■ **Exercise brief**: Filter the entries below and copy out every line that contains the word "cabinet".
begin Record list
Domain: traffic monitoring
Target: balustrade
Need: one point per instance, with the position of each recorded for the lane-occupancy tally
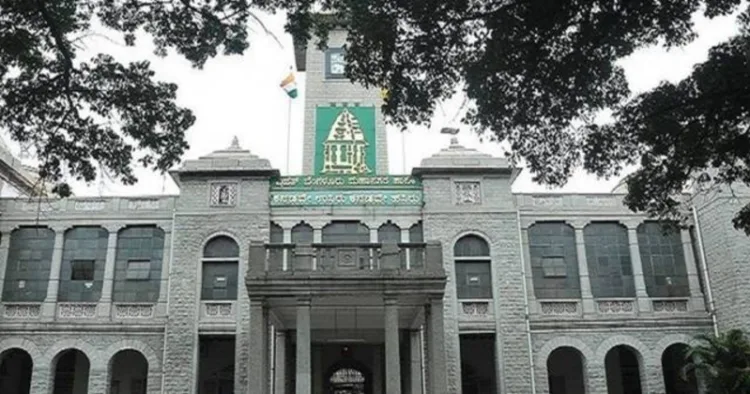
(349, 256)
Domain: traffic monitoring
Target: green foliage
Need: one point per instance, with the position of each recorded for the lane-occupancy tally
(723, 362)
(81, 114)
(537, 73)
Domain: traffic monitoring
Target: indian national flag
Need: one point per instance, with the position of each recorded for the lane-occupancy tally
(289, 85)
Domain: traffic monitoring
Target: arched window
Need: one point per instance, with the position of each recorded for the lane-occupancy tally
(220, 264)
(302, 233)
(554, 262)
(663, 260)
(416, 235)
(29, 263)
(608, 258)
(472, 259)
(138, 264)
(82, 269)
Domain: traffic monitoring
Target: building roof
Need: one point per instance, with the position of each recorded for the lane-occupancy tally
(458, 159)
(231, 160)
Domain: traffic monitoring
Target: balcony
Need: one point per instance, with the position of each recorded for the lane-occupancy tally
(338, 269)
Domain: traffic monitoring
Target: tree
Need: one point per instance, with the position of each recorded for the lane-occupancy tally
(723, 362)
(538, 71)
(83, 114)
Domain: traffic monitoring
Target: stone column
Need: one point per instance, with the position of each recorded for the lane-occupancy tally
(392, 356)
(279, 370)
(105, 308)
(166, 263)
(406, 252)
(587, 297)
(53, 286)
(415, 347)
(644, 304)
(258, 368)
(438, 379)
(4, 248)
(287, 239)
(40, 378)
(303, 348)
(697, 302)
(652, 379)
(98, 379)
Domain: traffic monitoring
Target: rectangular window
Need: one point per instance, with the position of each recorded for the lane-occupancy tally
(554, 267)
(82, 270)
(473, 279)
(138, 270)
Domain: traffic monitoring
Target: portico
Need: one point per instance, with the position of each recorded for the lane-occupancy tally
(358, 331)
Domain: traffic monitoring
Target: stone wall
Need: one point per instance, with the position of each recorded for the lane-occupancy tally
(494, 219)
(195, 223)
(728, 253)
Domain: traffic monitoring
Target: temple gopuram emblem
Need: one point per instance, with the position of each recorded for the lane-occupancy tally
(345, 148)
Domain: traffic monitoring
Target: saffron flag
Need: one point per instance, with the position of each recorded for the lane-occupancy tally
(289, 84)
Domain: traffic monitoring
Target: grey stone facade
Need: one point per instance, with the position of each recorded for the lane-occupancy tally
(297, 296)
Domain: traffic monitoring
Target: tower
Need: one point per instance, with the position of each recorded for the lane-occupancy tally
(344, 130)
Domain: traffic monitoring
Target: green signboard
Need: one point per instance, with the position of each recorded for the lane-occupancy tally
(346, 198)
(391, 182)
(345, 140)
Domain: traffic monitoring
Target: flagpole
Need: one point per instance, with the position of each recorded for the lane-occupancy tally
(288, 133)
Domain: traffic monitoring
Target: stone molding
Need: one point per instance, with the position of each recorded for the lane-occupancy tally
(641, 351)
(543, 354)
(154, 362)
(94, 355)
(22, 344)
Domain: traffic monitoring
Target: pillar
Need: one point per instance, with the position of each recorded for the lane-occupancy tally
(303, 348)
(392, 356)
(53, 286)
(406, 252)
(644, 304)
(258, 336)
(4, 248)
(287, 239)
(415, 366)
(697, 302)
(279, 370)
(436, 348)
(587, 297)
(98, 379)
(166, 262)
(109, 273)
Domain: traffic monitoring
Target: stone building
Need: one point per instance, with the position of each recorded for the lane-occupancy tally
(441, 281)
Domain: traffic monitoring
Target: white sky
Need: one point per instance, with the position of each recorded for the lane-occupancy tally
(240, 95)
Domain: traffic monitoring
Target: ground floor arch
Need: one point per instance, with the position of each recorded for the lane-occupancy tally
(622, 364)
(71, 372)
(15, 371)
(566, 371)
(676, 380)
(128, 372)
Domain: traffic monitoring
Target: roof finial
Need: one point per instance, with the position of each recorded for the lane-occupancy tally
(235, 144)
(452, 131)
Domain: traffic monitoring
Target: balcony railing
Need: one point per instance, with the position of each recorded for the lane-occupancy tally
(329, 257)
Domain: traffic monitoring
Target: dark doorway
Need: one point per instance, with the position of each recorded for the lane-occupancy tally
(71, 373)
(478, 364)
(348, 377)
(216, 365)
(673, 362)
(565, 371)
(129, 370)
(623, 373)
(15, 372)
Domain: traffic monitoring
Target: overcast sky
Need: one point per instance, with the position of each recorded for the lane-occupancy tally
(240, 96)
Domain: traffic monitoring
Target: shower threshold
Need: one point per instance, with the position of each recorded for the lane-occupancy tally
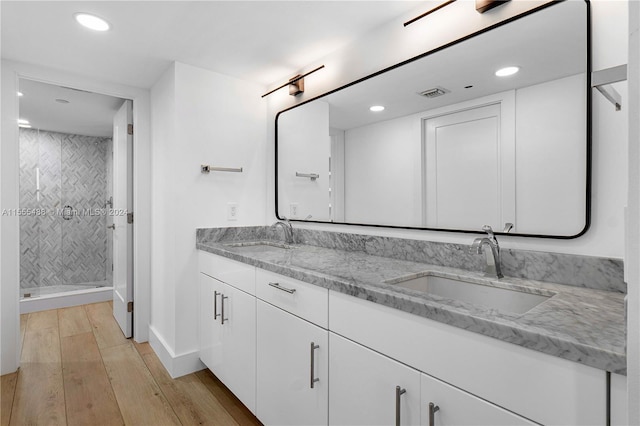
(64, 296)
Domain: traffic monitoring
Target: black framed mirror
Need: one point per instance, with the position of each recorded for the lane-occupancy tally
(453, 145)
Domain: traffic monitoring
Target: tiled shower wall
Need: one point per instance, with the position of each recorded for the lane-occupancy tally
(73, 172)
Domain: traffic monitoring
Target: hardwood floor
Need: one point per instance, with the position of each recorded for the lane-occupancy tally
(78, 369)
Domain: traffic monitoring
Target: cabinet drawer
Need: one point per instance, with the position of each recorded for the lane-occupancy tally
(237, 274)
(302, 299)
(543, 388)
(449, 406)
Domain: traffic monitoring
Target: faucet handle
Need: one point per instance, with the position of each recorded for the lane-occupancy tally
(488, 230)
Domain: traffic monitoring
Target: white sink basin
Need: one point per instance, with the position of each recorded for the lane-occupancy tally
(260, 244)
(502, 299)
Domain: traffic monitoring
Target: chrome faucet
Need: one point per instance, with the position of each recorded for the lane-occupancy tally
(493, 268)
(287, 228)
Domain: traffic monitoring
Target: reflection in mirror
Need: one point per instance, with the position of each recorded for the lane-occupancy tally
(456, 146)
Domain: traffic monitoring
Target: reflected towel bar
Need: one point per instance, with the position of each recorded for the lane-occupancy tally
(206, 169)
(312, 176)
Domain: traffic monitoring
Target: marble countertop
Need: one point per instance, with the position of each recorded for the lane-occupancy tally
(578, 324)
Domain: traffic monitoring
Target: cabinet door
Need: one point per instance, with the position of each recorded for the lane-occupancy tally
(451, 406)
(210, 336)
(228, 347)
(286, 366)
(364, 385)
(236, 367)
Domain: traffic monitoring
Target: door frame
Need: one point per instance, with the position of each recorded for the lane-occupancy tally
(10, 343)
(507, 103)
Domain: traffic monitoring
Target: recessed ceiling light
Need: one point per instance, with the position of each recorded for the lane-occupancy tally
(92, 22)
(507, 71)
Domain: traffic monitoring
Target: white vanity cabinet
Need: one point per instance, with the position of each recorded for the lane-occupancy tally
(292, 380)
(370, 389)
(445, 405)
(228, 330)
(228, 337)
(298, 354)
(292, 350)
(543, 388)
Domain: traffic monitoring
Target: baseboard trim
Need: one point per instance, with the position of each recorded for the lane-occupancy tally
(176, 365)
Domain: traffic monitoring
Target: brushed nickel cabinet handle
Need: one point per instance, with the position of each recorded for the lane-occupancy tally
(279, 287)
(432, 411)
(399, 392)
(313, 358)
(222, 318)
(215, 305)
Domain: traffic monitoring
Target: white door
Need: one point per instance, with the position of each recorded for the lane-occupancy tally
(370, 389)
(286, 364)
(469, 178)
(121, 229)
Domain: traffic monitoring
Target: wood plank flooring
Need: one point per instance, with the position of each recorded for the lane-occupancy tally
(78, 369)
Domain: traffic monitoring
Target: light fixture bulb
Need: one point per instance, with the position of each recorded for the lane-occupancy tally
(92, 22)
(507, 71)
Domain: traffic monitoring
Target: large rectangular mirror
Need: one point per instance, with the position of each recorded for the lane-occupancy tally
(453, 146)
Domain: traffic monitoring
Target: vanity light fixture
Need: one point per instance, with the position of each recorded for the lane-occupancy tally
(92, 22)
(296, 84)
(486, 5)
(428, 12)
(507, 71)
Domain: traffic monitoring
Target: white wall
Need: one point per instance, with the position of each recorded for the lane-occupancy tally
(382, 170)
(305, 147)
(633, 231)
(199, 117)
(393, 43)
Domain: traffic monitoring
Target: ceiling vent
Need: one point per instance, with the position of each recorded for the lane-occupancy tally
(434, 93)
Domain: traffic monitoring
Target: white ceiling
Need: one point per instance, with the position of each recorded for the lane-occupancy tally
(258, 41)
(558, 52)
(88, 114)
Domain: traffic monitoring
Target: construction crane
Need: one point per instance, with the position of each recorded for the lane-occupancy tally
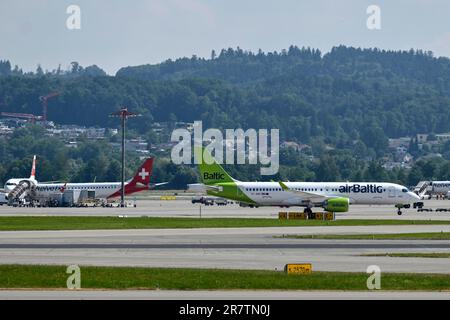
(29, 117)
(44, 100)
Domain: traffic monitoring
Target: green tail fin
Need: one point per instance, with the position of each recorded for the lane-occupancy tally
(210, 171)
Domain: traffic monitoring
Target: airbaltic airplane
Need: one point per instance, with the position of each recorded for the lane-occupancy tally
(103, 190)
(331, 196)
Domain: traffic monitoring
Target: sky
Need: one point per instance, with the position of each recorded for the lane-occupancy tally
(119, 33)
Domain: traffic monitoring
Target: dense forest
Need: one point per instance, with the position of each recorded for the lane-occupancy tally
(349, 101)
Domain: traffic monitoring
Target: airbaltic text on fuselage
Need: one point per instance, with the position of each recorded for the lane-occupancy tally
end Record list
■ **Result of this exercise**:
Target: cabinet drawer
Target: cabinet door
Target: white vanity cabinet
Target: brushed nickel cabinet handle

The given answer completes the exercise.